WRITTEN EXERCISE ▸ Arrange all of the records below as a Markdown table with the columns Row and Line, giving each nonblank line a numbered row of its own and leaving blank lines out.

EXERCISE INPUT ▸
↓↓↓
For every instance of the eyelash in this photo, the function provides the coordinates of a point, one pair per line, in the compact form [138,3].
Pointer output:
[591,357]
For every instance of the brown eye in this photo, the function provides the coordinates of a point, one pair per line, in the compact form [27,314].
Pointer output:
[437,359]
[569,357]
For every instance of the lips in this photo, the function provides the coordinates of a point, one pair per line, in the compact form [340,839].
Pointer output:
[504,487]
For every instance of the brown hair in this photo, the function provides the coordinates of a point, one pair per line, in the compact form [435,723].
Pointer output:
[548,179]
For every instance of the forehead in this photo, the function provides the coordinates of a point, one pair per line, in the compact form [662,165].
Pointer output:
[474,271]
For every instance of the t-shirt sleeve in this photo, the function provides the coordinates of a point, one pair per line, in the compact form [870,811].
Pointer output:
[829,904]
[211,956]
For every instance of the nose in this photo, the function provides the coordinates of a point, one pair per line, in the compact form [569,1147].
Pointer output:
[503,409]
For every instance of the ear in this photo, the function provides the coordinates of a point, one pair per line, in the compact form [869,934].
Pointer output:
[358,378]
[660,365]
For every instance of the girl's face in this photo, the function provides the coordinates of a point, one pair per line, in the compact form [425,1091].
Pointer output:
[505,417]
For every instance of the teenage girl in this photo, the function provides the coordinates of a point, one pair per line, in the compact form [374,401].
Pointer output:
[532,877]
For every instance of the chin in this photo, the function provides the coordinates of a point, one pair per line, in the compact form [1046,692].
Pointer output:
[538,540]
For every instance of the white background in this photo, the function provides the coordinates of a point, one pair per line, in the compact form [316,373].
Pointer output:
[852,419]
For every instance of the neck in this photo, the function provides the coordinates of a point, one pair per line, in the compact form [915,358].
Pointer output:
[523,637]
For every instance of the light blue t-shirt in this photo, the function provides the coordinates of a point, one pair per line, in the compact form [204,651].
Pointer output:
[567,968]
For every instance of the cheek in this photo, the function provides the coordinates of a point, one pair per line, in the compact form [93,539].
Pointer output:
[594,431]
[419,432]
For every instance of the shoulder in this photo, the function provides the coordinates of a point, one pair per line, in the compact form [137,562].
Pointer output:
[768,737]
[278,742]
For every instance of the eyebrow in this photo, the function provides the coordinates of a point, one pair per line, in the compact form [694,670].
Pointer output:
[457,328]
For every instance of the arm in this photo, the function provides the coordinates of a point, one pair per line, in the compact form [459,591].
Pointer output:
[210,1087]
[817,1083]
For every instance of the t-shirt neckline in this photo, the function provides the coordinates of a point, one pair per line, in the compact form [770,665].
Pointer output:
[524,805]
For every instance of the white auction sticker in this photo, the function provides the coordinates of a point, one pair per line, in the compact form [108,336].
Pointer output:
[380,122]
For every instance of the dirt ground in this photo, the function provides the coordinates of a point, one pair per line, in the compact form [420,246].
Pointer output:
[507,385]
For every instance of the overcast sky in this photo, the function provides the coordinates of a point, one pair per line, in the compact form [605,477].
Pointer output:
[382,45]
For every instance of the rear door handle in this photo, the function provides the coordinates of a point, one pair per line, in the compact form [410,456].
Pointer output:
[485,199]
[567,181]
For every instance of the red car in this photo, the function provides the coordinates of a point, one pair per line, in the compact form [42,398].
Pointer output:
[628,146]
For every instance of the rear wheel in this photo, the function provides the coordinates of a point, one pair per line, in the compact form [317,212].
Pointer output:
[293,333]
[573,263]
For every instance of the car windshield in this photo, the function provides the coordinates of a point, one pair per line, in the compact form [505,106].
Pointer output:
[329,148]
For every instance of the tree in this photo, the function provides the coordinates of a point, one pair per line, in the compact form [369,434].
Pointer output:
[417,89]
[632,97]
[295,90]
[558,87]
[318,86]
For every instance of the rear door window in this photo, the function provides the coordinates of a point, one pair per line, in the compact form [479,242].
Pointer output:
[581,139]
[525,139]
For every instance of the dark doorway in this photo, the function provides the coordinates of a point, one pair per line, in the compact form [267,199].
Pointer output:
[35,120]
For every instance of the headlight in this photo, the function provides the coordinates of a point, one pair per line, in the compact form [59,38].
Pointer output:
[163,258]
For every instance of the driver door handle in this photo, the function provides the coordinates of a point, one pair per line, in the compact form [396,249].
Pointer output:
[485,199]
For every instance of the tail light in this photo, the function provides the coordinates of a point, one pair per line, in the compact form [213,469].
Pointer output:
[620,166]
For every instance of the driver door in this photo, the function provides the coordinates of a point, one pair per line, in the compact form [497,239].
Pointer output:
↑↑↑
CORRECT RESPONSE ▸
| Row | Line |
|---|---|
| 1 | For every instance of the eyelash in this photo, the function provides the coordinates of a point, one pair per line, in the compact form [138,3]. |
| 2 | Pointer output: |
| 3 | [591,357] |
| 4 | For every instance of the brown eye in this photo, the function provides the coordinates of a point, one pair per line, in the compact form [27,314]. |
| 5 | Pointer output: |
| 6 | [437,359] |
| 7 | [569,357] |
| 8 | For every instance of the lips in this photo, the function provides the coordinates of a point, one pair per line, in the compact form [340,839]. |
| 9 | Pointer output: |
| 10 | [504,487] |
| 11 | For every instance of the brown hair in this photo, the function provides the coordinates of a point, one pair per line, in the compact form [435,723]. |
| 12 | Pointer output: |
| 13 | [548,179] |
| 14 | For every instance of the forehead in this photo, the function provides the coordinates of a point, one pair per line, in the compact form [662,165]. |
| 15 | Pointer output: |
| 16 | [474,271] |
| 17 | For every instance of the t-shirt sleeve in this photo, the function provides the coordinates of a point, one pair per line, in the compact form [870,811]. |
| 18 | Pointer output: |
| 19 | [829,904] |
| 20 | [211,956] |
| 21 | For every instance of the nose in this photo, the function provides the coordinates of a point, one pair per line, in the compact form [569,1147]. |
| 22 | Pointer output: |
| 23 | [503,409] |
| 24 | For every instance of the ear in this photo, the function provides the coordinates of a point, one pair per line, in the compact form [869,934]. |
| 25 | Pointer output: |
| 26 | [358,378] |
| 27 | [660,365] |
| 28 | For every instance of the girl's face in this photo, the function provides the coordinates of a point, one pair per line, in the compact form [425,1091]. |
| 29 | Pointer output: |
| 30 | [505,417] |
| 31 | For every instance of the teenage girl in this photo, the function provides the coordinates of a point, one pair per line, in the compact form [374,401]. |
| 32 | Pointer output: |
| 33 | [532,877] |
| 34 | For every instance of the chin in this photo, the function provides the coordinates of a point, one pair per line, in the compact form [1046,692]. |
| 35 | Pointer output: |
| 36 | [538,540] |
| 37 | For every instance of the white background in this photo, the function provides the coordinates of a point, one pair per line, in the compact form [316,373]. |
| 38 | Pointer output: |
| 39 | [852,419] |
| 40 | For every instance of the neck in this photo, the function provides the coordinates of a point, one pair per line, in the compact form [915,358]. |
| 41 | Pointer output: |
| 42 | [523,637] |
| 43 | For every instance of the light blue t-shirt in this photo, the function provides the coordinates of a point, one pair per line, in the compact form [204,651]. |
| 44 | Pointer output: |
| 45 | [567,968] |
| 46 | For every instance of the cheek in this photo, the function provides the coordinates of a point, one pair per line, in the compact form [93,539]. |
| 47 | Pointer output: |
| 48 | [594,431] |
| 49 | [419,432] |
| 50 | For every instance of the shoulder in this photo, the function provides the coordinates of a point, one pair per line, in the compact form [137,562]. |
| 51 | Pointer output: |
| 52 | [768,737] |
| 53 | [278,742] |
| 54 | For every instance of the eyebrow in this photo, the function provides the coordinates of a point, one pair per line, in the compact form [694,670]. |
| 55 | Pointer output: |
| 56 | [457,328] |
| 57 | For every instance of the arm in this photo, the function provides the coordinates of a point, one pair per line, in the compact form [459,591]. |
| 58 | Pointer output: |
| 59 | [210,1087] |
| 60 | [817,1083] |
| 61 | For every instance of the t-shirt neckline in this photo, the function provides the coordinates of a point, one pair per line, in the compact form [770,665]. |
| 62 | Pointer output: |
| 63 | [524,805] |
| 64 | For every instance of the white auction sticker in this photo, the function provides the coordinates of a point, one pair per line, in the compact form [108,336]. |
| 65 | Pointer output: |
| 66 | [380,122] |
| 67 | For every instance of the dirt ground in this photo, the function provides the coordinates of a point, one pair per line, in the compact form [420,246]. |
| 68 | Pointer output: |
| 69 | [507,385] |
| 70 | For every instance of the overcast sky in this photo, the function provides the coordinates of a point, one pair per line, in the compact form [605,477]. |
| 71 | Pointer output: |
| 72 | [382,45] |
| 73 | For every instance of the rear door handle in this photo, the function provides the coordinates of a point, one pair per line, in the compact form [410,456]. |
| 74 | Pointer output: |
| 75 | [485,199] |
| 76 | [567,181] |
| 77 | For every instance of the red car in this photo, the function provides the coordinates of a point, one pair per line, in the compact form [42,398]. |
| 78 | Pointer output: |
| 79 | [628,146] |
| 80 | For every instance of the rear wheel in this photo, the function provides the coordinates of a point, one pair per line, in the compact form [317,212]. |
| 81 | Pointer output: |
| 82 | [293,333] |
| 83 | [573,263] |
| 84 | For every instance of the car windshield in this photo, the function provides the coordinates of a point, one pair per line, in the compact form [505,106]. |
| 85 | Pointer output: |
| 86 | [329,148] |
| 87 | For every instance of the tree in this photo, the function provides the coordinates of a point, one pair per line, in the compact form [369,434]. |
| 88 | Pointer output: |
| 89 | [417,89] |
| 90 | [632,97] |
| 91 | [295,90] |
| 92 | [558,87] |
| 93 | [318,86] |
| 94 | For every instance of the rear door window in this photo, the function provides the coordinates of a point, one pair per line, in the compact form [479,242]. |
| 95 | Pointer output: |
| 96 | [581,139] |
| 97 | [525,139] |
| 98 | For every instance of the dark doorway in this photo, the function provides the coordinates of a point, one pair per line, in the compact form [267,199]. |
| 99 | Pointer output: |
| 100 | [35,120] |
| 101 | For every instance of the headlight in this photo, the function provides the coordinates of a point, one pair per line, in the compact form [59,38]. |
| 102 | Pointer output: |
| 103 | [163,258] |
| 104 | For every instance of the driver door handle in this photo, the function provides the coordinates of a point, one pair per line, in the compact form [396,249]. |
| 105 | Pointer output: |
| 106 | [485,199] |
| 107 | For every instance of the tail light in this photo, the function provides the coordinates of a point, one pair per line, in the compact form [213,469]. |
| 108 | Pointer output: |
| 109 | [620,166] |
| 110 | For every instance of the driver door in this photo, the function provides the coordinates of a point, one pair per line, in the compact form [497,239]. |
| 111 | Pointer output: |